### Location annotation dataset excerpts
--------------------------------

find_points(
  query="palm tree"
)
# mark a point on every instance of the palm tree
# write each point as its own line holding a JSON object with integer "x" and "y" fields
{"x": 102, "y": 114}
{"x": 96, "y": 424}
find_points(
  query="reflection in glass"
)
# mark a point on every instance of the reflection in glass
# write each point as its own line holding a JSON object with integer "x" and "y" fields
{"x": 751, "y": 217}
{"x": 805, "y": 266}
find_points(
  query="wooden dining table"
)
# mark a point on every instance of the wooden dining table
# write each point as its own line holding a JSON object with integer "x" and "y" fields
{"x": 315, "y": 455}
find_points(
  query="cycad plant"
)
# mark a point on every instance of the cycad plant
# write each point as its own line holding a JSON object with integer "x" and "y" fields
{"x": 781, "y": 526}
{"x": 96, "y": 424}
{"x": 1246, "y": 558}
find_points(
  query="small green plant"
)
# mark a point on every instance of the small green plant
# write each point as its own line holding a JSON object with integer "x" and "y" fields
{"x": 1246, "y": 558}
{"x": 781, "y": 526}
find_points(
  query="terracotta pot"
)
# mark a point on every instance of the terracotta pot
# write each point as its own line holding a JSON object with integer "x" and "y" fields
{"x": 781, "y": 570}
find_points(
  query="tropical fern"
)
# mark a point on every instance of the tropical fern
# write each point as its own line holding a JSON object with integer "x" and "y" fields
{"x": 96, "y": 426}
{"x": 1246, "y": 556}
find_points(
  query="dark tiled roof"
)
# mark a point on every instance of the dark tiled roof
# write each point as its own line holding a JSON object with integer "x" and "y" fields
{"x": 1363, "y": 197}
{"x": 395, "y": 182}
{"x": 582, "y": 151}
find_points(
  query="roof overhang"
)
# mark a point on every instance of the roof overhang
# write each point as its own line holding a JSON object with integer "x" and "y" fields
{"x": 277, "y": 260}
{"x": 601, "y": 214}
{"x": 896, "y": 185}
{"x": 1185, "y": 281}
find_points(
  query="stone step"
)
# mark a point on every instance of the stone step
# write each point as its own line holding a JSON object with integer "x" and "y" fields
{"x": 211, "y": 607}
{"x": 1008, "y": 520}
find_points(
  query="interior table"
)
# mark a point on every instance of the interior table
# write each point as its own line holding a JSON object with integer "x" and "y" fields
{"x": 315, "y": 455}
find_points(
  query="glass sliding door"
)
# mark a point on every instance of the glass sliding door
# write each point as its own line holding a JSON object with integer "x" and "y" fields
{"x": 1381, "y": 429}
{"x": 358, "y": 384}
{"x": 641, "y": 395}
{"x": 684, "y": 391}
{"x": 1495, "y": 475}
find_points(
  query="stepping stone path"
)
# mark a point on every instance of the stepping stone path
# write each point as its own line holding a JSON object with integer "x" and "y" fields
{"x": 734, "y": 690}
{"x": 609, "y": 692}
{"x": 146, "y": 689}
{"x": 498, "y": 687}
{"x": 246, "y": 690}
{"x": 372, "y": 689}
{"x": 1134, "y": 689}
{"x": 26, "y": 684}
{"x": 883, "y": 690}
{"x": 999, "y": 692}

--------------------------------

Which lines in the rows above contain the word "reflection"? Return each of them.

  query="reflection in glass"
# mark a point on every instance of the reflection in glass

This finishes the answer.